• Work to be completed: Make a word-for-word copy of the entries below from their first line through the line with "of the fence", and add nothing.

==========

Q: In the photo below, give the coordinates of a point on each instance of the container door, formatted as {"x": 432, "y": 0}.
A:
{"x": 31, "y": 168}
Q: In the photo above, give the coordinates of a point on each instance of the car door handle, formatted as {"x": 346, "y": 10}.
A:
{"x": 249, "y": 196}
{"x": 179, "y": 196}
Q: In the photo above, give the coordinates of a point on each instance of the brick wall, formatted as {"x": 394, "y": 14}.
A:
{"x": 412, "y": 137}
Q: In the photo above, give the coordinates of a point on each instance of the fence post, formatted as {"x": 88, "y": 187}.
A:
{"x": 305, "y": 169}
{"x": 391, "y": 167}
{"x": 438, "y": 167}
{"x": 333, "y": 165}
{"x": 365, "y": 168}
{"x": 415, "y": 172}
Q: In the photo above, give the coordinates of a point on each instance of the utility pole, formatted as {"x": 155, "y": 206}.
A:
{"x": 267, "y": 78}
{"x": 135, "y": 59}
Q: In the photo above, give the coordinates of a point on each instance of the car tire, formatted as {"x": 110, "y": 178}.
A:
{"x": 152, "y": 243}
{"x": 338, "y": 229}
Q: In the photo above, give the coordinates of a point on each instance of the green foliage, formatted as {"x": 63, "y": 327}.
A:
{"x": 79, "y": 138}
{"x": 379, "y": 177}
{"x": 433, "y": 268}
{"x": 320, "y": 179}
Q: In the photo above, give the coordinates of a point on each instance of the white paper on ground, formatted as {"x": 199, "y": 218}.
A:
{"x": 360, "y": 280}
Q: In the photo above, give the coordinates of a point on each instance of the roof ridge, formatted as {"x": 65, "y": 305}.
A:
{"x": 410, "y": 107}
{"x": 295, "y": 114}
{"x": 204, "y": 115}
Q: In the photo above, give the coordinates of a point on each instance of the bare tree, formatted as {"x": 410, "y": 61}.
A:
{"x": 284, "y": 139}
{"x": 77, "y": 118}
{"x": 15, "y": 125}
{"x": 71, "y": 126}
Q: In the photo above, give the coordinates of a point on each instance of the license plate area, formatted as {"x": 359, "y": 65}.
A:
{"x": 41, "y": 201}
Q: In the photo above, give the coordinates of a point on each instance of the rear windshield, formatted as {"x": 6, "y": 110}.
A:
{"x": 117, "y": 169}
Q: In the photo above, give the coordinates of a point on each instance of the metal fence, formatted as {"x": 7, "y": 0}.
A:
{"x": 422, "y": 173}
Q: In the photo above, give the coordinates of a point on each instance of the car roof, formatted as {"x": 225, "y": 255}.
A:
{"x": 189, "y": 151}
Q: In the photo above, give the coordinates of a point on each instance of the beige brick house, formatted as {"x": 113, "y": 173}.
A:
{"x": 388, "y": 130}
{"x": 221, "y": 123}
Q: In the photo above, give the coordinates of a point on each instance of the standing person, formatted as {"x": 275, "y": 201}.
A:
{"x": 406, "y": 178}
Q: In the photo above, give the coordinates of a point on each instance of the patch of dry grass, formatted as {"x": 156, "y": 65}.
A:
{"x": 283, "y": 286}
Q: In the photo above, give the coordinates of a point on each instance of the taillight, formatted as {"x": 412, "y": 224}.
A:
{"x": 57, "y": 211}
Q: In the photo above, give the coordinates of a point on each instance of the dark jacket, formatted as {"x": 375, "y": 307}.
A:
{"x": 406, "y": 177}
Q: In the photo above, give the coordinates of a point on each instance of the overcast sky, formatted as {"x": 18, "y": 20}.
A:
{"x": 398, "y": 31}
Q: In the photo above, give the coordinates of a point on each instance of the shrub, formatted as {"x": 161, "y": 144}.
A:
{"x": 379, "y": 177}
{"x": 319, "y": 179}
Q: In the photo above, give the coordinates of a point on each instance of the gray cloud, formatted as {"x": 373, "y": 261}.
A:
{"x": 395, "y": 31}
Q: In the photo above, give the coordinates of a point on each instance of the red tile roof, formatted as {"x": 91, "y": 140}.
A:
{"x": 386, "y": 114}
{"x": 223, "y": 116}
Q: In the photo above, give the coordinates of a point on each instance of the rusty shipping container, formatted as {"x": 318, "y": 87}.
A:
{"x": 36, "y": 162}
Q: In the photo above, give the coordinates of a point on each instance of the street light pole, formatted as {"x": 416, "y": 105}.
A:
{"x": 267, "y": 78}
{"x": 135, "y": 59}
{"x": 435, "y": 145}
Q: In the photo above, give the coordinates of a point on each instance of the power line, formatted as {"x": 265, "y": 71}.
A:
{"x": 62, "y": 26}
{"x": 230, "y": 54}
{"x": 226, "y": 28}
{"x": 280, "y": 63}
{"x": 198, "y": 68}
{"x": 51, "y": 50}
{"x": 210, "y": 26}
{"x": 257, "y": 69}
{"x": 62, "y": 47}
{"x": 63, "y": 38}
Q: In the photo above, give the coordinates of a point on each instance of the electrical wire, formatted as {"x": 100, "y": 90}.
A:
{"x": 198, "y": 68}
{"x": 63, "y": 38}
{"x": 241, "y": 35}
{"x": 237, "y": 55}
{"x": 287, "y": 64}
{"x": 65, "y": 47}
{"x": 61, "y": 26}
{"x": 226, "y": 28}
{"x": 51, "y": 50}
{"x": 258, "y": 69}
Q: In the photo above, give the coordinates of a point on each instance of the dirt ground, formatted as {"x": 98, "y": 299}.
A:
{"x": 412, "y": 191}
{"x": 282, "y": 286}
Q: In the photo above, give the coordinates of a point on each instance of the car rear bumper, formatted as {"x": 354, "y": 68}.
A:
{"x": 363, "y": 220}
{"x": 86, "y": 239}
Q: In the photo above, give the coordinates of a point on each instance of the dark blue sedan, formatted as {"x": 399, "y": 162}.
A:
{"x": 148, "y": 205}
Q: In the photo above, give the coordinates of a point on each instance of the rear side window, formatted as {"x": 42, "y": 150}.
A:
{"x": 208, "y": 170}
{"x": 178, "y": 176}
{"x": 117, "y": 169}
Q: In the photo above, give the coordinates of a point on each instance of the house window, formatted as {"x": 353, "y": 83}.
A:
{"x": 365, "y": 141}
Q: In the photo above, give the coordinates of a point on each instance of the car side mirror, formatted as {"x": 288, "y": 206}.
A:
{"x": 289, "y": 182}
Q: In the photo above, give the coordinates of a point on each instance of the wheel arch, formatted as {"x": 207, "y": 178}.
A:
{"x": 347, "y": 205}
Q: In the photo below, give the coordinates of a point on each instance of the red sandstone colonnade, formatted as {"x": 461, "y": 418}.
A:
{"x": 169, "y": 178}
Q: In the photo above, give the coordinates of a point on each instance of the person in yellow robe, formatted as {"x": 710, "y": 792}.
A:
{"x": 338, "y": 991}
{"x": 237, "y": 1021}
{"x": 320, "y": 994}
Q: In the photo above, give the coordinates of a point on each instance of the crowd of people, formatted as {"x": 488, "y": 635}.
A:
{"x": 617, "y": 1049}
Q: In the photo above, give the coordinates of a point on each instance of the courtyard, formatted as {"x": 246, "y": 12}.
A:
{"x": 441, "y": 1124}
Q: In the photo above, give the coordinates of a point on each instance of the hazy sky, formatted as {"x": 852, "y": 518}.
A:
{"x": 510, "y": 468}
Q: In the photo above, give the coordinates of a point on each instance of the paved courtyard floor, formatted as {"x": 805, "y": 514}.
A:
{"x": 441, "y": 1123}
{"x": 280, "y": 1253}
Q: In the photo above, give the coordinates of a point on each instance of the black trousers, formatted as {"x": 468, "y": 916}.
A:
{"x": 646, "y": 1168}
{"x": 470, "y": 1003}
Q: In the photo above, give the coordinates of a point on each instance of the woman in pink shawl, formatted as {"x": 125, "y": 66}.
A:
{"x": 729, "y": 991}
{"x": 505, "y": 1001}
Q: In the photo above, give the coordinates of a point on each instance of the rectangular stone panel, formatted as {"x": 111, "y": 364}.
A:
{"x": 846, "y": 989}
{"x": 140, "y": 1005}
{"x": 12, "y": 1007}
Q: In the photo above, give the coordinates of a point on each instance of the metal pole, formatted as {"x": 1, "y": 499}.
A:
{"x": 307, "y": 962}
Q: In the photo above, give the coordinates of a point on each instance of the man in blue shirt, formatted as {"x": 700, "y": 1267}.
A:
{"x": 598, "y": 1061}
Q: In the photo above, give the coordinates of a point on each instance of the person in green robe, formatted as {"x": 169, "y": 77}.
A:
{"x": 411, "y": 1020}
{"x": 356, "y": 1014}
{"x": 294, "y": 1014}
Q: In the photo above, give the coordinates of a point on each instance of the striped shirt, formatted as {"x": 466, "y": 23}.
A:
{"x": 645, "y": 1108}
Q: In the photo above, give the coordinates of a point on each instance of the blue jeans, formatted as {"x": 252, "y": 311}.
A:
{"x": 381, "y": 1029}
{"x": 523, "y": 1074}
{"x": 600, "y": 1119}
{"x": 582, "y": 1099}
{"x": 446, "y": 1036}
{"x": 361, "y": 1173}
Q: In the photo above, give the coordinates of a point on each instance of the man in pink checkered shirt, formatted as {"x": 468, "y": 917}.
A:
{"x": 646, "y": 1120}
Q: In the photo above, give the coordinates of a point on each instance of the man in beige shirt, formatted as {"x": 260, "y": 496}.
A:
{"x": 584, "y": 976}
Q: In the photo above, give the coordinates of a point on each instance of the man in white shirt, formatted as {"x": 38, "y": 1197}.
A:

==========

• Task response:
Q: In the photo below, give the coordinates of a point on each instance of the container door, formatted as {"x": 432, "y": 0}.
A:
{"x": 31, "y": 168}
Q: In the photo above, give the coordinates of a point on each instance of the car door handle, formatted as {"x": 346, "y": 10}.
A:
{"x": 249, "y": 196}
{"x": 179, "y": 196}
Q: In the photo above, give the coordinates of a point on each instance of the brick wall, formatted as {"x": 394, "y": 14}.
A:
{"x": 412, "y": 137}
Q: In the photo above, give the coordinates of a point on each instance of the fence post, formatted as {"x": 88, "y": 187}.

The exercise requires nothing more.